### Brief a
Report each line of the listing below that includes the word "bush".

### Given passage
+ + +

It’s never too late – or too early – to take some simple steps so you can be in control of your retirement savings and build the retirement you want and deserve.
1. Get to know your super
It might be easy to just ‘set and forget’ your super but taking a quick look at your payslip and your Hostplus account could help bridge the gap. Here are some quick tips:
- Check your payslip to make sure you’re getting the right amount of super paid by your employer. The Superannuation Guarantee (SG) rate is 12% of your gross salary.
- Log in to Member Online to check if you have insurance cover with your super. You can also see if you’re paying for the right cover.
2. Find your lost super
If you’ve switched jobs, moved, or changed your name, you could have lost super waiting to be found. Learn how to track it down and put it to work for your future.
3. Consolidate your super
Consider consolidating your super into one account. Why? By consolidating your accounts, you could reduce the fees you pay which can affect your account balance at retirement.
Before you consolidate your super accounts into one it’s important to:
- compare the fees and performance of each fund
- check other features of each fund, like access to financial advice or online account access
- check whether you’ll lose any benefits or be charged a fee for closing an account
- remember if you do close a super account, you’ll lose any insurance attached to that account.
You may find it beneficial to obtain advice from a licensed financial adviser. Explore your advice options
4. Review your investment options with Hostplus
When your Hostplus account is first set up, your contributions to your super are invested in the Balanced (MySuper) option unless you tell us otherwise. This option aims to grow your super over the long term by investing in a portfolio that has a stronger focus on growth assets.
If you'd prefer to take a more hands-on approach, you can also choose from our wide range of investment options with different levels of risk and return targets.
The way your super is invested can make a big difference to your nest egg by the time you’re ready to retire.
When deciding which option is right for you, it’s important to carefully consider factors such as your financial objectives, risk appetite, age, and investment time frame. You may find it beneficial to obtain advice from a licensed financial adviser. Explore your advice options
5. Consider making extra contributions
Your employer contributions are important. You can also add extra contributions on top of what your employer pays, to help grow your super balance.

+ + +

Pointing and labeling listing:
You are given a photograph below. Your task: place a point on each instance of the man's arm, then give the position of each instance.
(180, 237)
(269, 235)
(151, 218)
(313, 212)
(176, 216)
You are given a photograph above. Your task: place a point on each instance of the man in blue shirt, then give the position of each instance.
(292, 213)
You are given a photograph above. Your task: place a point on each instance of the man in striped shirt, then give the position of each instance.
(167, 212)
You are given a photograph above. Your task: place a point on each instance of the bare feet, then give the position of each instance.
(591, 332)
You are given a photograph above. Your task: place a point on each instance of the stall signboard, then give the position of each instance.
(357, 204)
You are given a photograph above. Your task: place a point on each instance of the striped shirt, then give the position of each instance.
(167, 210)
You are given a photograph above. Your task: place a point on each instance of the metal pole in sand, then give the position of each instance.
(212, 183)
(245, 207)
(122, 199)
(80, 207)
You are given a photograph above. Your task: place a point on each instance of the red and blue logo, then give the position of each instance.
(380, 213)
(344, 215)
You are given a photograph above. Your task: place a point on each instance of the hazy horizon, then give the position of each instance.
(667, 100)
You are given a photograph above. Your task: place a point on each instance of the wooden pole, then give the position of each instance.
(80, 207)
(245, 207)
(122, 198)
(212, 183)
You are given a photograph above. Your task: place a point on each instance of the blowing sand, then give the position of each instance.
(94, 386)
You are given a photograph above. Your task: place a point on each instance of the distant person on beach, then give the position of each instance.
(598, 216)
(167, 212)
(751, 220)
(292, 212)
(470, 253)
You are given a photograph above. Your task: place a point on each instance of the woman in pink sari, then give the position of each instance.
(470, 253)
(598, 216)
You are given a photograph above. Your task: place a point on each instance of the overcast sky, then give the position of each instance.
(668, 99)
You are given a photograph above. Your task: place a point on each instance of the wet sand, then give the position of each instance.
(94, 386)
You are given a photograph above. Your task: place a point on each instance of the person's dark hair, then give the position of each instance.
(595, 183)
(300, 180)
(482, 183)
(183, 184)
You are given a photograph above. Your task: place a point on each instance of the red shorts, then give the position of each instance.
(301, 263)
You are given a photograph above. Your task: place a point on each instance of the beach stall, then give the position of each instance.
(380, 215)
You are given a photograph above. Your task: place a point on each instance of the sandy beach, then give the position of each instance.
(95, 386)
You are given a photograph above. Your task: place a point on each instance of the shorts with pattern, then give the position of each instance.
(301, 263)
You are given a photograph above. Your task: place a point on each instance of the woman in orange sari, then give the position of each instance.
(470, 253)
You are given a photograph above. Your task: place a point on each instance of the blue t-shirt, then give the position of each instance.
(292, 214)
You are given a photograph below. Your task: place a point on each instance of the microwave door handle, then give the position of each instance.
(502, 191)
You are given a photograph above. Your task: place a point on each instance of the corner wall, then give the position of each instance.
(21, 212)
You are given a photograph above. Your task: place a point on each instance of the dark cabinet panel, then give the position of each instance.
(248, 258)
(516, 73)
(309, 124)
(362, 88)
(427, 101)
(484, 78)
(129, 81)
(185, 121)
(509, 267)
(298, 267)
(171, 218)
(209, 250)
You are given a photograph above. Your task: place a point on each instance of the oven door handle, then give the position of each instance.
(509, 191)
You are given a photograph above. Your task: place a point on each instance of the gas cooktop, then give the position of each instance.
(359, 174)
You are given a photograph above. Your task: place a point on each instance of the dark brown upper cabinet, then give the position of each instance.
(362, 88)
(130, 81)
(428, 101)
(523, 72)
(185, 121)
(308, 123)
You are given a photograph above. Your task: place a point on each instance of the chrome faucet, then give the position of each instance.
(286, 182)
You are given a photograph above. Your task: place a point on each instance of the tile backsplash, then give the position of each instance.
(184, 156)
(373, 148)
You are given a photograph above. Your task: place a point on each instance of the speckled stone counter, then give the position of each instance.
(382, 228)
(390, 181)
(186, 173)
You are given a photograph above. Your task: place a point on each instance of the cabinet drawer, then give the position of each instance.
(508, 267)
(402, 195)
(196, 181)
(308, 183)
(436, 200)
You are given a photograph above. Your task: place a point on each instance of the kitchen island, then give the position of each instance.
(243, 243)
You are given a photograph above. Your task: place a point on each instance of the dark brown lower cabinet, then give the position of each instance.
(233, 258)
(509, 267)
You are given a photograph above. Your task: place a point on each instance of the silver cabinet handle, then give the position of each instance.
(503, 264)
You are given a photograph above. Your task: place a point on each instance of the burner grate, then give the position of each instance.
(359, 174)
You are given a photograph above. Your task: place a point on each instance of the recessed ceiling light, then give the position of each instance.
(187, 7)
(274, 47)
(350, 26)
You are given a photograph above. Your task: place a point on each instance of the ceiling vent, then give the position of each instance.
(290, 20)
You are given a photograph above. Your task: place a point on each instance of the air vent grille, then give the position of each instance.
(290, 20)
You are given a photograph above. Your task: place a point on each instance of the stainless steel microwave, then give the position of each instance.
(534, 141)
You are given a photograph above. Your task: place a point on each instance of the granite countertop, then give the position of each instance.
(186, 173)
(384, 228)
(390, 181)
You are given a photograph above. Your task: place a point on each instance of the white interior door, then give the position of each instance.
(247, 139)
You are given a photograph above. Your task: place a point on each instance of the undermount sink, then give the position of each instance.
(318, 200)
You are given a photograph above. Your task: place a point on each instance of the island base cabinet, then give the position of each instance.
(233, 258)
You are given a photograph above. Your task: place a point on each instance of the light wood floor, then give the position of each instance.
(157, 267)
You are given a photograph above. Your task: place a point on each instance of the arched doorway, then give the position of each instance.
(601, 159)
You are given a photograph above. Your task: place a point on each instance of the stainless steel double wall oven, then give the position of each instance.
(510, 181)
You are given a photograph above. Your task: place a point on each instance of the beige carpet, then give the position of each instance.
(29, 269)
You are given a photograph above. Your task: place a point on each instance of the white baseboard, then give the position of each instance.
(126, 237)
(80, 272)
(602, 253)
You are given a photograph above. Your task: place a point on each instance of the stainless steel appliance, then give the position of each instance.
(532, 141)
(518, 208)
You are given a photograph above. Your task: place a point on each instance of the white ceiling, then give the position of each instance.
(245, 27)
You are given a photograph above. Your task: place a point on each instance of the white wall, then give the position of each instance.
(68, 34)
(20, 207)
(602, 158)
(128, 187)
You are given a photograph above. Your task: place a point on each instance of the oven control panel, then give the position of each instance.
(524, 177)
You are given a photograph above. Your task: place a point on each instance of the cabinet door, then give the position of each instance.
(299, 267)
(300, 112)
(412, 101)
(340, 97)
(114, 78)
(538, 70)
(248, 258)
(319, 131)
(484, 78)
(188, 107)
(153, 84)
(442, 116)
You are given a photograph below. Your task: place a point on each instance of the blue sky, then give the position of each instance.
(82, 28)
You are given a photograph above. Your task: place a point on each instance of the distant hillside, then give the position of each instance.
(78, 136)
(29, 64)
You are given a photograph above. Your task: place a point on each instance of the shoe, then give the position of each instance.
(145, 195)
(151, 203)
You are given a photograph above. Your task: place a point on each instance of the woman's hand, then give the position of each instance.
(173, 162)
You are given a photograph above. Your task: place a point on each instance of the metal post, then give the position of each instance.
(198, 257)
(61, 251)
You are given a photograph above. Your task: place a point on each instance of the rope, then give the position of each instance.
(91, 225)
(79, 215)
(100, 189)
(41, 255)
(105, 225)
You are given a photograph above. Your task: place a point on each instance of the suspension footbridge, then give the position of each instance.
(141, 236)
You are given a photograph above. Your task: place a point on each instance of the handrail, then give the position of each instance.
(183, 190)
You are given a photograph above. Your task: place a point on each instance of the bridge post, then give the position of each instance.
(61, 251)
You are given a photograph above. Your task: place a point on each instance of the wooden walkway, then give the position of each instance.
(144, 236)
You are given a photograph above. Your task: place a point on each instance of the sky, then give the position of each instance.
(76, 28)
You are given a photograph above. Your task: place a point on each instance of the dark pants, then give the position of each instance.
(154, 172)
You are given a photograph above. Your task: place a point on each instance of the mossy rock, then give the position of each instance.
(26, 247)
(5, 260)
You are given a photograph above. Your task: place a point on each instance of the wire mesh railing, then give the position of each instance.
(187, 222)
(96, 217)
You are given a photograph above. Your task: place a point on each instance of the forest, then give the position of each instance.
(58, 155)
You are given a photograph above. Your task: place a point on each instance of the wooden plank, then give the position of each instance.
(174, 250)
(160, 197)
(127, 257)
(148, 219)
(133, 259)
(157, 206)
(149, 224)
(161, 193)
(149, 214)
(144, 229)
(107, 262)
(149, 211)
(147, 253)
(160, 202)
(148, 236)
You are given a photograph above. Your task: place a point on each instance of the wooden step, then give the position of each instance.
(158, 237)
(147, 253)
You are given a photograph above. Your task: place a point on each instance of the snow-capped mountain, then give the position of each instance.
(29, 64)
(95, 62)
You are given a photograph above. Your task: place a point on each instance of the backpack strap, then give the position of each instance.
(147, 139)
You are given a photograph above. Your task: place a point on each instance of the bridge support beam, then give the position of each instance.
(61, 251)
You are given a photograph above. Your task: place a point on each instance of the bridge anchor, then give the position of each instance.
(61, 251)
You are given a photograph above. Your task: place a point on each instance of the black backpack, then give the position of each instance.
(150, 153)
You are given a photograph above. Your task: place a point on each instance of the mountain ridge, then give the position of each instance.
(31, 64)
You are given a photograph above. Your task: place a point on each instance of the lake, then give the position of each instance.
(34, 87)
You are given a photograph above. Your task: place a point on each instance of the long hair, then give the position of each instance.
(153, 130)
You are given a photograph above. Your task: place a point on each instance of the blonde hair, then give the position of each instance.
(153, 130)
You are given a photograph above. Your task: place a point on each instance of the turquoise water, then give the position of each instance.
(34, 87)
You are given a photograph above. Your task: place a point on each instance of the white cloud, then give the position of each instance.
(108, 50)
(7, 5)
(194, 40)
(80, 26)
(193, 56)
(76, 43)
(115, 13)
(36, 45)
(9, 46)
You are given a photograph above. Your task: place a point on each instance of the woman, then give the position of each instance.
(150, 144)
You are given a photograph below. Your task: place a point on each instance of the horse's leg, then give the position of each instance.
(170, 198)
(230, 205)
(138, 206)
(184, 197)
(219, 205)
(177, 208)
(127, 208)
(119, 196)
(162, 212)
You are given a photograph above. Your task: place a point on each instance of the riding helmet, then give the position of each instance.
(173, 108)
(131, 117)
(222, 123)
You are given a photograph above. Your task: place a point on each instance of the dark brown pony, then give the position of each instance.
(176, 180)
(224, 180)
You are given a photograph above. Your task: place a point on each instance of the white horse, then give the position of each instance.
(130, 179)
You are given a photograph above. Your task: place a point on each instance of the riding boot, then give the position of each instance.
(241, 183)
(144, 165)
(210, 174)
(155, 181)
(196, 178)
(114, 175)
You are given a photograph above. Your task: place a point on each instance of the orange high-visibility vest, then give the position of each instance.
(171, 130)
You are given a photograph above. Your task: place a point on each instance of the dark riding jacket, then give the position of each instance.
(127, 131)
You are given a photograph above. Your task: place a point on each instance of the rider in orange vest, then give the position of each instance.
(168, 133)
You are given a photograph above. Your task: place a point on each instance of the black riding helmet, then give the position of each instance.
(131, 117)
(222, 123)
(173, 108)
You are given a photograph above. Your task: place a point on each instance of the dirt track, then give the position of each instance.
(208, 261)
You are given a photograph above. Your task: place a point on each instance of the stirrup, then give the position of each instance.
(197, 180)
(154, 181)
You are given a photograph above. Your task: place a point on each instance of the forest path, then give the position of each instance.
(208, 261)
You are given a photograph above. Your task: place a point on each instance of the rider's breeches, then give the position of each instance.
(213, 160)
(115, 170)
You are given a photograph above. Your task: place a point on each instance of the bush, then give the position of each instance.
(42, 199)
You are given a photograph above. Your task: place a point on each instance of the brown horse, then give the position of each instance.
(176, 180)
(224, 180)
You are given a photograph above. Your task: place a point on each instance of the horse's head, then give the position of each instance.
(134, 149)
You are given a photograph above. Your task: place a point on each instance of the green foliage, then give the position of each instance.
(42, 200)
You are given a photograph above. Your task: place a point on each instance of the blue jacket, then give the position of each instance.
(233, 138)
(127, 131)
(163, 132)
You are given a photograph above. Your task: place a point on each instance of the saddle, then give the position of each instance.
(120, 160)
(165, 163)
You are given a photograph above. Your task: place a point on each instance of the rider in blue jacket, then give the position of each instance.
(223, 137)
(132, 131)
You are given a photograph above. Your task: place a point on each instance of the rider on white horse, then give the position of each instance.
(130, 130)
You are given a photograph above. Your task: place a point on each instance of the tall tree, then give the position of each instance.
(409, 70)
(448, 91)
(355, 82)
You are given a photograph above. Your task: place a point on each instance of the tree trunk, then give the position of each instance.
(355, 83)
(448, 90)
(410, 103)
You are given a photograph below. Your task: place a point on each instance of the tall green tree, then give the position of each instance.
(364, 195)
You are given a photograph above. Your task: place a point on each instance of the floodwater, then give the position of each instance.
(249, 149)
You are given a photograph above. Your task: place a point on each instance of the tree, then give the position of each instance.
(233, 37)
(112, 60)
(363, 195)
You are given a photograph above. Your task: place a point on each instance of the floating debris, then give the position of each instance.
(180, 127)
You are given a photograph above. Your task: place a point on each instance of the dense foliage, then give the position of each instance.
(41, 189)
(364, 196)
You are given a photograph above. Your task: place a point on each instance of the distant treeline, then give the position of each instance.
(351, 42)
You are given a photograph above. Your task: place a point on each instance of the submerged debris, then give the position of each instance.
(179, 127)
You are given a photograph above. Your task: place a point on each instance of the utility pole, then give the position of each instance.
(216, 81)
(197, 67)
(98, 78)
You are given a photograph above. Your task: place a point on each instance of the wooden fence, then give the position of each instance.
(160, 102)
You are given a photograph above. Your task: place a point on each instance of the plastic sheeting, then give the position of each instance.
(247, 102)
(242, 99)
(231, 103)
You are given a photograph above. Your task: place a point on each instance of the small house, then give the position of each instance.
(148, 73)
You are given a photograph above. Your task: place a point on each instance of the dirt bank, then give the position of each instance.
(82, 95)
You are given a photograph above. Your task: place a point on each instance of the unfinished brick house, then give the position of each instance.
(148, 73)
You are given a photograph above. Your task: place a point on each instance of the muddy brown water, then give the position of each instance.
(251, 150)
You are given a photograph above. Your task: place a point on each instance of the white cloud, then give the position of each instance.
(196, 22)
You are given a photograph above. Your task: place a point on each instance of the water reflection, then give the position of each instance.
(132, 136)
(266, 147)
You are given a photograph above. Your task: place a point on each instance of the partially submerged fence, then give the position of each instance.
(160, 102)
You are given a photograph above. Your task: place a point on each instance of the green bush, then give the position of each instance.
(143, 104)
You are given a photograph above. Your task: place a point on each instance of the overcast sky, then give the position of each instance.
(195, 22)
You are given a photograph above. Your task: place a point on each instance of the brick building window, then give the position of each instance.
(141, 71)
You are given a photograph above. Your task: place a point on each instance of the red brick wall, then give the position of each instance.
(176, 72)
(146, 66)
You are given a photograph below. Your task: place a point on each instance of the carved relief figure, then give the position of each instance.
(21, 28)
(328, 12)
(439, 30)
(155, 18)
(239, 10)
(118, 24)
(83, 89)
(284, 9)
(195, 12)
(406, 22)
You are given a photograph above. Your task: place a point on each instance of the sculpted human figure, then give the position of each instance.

+ + +

### Brief b
In the retirement savings guide above, what is the Superannuation Guarantee rate?

### Task output a
You are given a photograph above. Your task: place a point on each instance of the bush, then give the position of each instance.
You are given a photograph above. Your task: place a point on each instance of the green bush, then give the position of each instance.

### Task output b
12% of your gross salary.